-- OPDRACHTEN --
- a) Som alles op wat de planregels volgens de tekst over het bestemmingsplan regelen.
- b) Geef uit de vermeldingen letterlijk de regels weer, beginnend bij de regel met "every roof gable" en eindigend bij de regel met "[114, 85, 181, 193]".

-- TEKSTFRAGMENT --
►

Voor dit bestemmingsplan is geen mer-procedure of mer-beoordelingsprocedure noodzakelijk conform het Besluit m.e.r.
Het bestemmingsplan bestaat uit een verbeelding (plankaart; met legenda) en planregels, vergezeld van een toelichting. De verbeelding en de planregels vormen het juridisch bindende deel van het bestemmingsplan. De verbeelding heeft de rol van visualisering van de bestemmingen. De planregels regelen de gebruiksmogelijkheden van de gronden, de bouwmogelijkheden en de gebruiksmogelijkheden van de aanwezige en/of op te richten bebouwing. De toelichting heeft weliswaar geen bindende werking, maar heeft wel een belangrijke functie bij de weergave en onderbouwing van het bestemmingsplan en bij de uitleg van de verbeelding en planregels. In de volgende twee paragrafen wordt de systematiek van de planregels uiteengezet en wordt een uitleg per bestemming gegeven.

◄

-- GETOONDE GEGEVENS --

►

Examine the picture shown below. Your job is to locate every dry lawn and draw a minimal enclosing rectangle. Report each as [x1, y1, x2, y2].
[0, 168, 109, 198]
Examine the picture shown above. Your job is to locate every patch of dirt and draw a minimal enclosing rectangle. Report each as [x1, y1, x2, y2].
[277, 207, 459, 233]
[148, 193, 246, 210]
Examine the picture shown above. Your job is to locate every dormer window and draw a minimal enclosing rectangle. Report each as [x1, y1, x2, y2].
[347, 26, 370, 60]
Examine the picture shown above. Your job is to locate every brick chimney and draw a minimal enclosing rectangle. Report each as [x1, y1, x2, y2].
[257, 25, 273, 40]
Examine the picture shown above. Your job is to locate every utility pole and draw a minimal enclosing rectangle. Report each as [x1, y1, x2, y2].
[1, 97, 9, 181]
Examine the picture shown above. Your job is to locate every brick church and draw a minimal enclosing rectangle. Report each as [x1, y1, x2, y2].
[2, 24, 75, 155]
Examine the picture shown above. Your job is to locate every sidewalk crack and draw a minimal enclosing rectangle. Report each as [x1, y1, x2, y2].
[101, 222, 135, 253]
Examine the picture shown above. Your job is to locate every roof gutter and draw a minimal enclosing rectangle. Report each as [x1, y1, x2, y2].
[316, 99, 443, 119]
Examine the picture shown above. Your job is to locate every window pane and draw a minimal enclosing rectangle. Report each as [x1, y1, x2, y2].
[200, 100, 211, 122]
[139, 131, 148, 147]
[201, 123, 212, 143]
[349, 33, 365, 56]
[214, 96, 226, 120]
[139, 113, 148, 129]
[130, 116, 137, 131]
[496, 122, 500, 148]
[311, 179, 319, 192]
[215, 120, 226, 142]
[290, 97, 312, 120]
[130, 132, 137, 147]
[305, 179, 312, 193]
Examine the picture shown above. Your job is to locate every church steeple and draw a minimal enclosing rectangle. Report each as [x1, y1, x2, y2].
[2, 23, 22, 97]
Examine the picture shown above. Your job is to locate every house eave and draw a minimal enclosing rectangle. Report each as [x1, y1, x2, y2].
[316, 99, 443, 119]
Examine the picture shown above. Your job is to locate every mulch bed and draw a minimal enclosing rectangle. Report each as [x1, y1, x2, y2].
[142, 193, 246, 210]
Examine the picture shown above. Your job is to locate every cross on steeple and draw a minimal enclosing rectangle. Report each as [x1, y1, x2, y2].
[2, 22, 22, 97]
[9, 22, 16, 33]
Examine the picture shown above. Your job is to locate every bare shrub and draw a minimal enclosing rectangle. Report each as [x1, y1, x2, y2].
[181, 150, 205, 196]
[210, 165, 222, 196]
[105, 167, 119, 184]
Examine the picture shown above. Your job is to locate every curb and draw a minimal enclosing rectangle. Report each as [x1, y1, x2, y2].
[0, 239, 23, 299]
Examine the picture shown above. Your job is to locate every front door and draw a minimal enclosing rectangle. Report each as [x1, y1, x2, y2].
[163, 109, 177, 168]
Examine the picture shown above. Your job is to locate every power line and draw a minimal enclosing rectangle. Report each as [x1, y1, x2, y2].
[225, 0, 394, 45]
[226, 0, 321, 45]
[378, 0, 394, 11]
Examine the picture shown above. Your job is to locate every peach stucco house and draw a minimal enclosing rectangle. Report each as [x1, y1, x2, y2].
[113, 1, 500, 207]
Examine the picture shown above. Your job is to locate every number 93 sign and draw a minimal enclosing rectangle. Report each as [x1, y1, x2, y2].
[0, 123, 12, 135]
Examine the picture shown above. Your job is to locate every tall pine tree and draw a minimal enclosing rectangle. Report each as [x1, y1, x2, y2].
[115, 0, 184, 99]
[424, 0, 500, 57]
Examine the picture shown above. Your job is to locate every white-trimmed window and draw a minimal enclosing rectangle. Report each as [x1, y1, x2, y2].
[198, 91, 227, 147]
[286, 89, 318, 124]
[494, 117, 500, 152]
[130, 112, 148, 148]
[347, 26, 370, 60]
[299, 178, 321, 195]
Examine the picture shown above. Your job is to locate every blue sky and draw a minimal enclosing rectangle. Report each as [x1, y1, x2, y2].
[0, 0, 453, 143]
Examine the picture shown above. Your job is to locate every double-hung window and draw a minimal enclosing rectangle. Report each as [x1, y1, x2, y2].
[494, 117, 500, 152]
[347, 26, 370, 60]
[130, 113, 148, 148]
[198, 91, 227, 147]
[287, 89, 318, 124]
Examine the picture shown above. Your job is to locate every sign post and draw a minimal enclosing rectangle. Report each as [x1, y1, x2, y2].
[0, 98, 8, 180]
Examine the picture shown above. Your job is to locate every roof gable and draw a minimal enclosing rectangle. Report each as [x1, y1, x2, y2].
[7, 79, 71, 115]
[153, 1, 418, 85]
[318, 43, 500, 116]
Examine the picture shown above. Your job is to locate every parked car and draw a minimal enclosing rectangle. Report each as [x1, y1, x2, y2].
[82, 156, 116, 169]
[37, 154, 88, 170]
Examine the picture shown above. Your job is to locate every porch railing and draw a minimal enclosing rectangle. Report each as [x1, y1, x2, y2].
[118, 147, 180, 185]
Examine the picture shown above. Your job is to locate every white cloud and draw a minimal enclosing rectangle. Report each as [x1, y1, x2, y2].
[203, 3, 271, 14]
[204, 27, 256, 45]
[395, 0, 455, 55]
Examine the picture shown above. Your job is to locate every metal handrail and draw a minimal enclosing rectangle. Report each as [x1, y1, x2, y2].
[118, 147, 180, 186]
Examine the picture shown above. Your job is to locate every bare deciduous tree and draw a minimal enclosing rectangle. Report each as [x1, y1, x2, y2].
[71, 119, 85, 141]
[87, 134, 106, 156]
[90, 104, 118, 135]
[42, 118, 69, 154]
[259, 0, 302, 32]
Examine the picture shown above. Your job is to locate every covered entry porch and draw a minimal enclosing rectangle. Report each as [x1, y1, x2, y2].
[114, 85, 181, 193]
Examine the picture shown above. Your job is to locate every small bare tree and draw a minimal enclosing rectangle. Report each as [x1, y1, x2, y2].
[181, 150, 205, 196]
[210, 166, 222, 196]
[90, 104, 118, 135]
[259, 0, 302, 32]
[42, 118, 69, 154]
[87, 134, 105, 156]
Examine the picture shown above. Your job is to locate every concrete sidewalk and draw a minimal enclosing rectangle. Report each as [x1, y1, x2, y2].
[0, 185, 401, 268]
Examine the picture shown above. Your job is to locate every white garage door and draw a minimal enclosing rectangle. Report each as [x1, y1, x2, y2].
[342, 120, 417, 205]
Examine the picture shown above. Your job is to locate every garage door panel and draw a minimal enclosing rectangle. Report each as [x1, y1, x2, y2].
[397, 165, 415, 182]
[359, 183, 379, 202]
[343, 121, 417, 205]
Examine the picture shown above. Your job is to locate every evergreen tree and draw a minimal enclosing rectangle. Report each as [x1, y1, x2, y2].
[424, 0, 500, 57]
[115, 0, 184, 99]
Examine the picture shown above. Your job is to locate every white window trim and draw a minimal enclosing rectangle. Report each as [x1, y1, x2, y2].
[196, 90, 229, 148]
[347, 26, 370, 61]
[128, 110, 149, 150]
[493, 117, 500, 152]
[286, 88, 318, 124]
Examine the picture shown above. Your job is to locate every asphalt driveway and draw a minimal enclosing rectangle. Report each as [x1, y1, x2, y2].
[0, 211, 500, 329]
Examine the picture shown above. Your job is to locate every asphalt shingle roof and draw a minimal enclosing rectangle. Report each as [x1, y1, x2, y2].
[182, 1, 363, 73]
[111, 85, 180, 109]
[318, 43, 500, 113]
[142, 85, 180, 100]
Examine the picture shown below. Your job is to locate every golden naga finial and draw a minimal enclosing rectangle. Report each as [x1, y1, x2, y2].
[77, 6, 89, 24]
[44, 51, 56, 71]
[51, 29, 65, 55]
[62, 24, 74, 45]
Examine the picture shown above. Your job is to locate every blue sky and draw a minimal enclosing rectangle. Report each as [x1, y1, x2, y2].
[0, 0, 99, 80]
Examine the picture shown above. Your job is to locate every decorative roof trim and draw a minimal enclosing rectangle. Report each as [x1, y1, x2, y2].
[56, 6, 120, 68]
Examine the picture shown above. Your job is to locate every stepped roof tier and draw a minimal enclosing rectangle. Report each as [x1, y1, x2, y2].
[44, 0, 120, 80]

◄

-- ANTWOORDEN --
- a)
- de gebruiksmogelijkheden van de gronden
- de bouwmogelijkheden
- de gebruiksmogelijkheden van de aanwezige en/of op te richten bebouwing

- b)
Examine the picture shown above. Your job is to locate every roof gable and draw a minimal enclosing rectangle. Report each as [x1, y1, x2, y2].
[7, 79, 71, 115]
[153, 1, 418, 85]
[318, 43, 500, 116]
Examine the picture shown above. Your job is to locate every parked car and draw a minimal enclosing rectangle. Report each as [x1, y1, x2, y2].
[82, 156, 116, 169]
[37, 154, 88, 170]
Examine the picture shown above. Your job is to locate every porch railing and draw a minimal enclosing rectangle. Report each as [x1, y1, x2, y2].
[118, 147, 180, 185]
Examine the picture shown above. Your job is to locate every white cloud and draw a minimal enclosing rectangle. Report each as [x1, y1, x2, y2].
[203, 3, 271, 14]
[204, 27, 256, 45]
[395, 0, 455, 55]
Examine the picture shown above. Your job is to locate every metal handrail and draw a minimal enclosing rectangle. Report each as [x1, y1, x2, y2].
[118, 147, 180, 186]
Examine the picture shown above. Your job is to locate every bare deciduous tree and draw a minimal enclosing rectangle. Report each as [x1, y1, x2, y2].
[71, 119, 85, 141]
[87, 134, 106, 156]
[90, 104, 118, 135]
[42, 118, 69, 154]
[259, 0, 302, 32]
Examine the picture shown above. Your job is to locate every covered entry porch and draw a minimal enclosing rectangle. Report each as [x1, y1, x2, y2].
[114, 85, 181, 193]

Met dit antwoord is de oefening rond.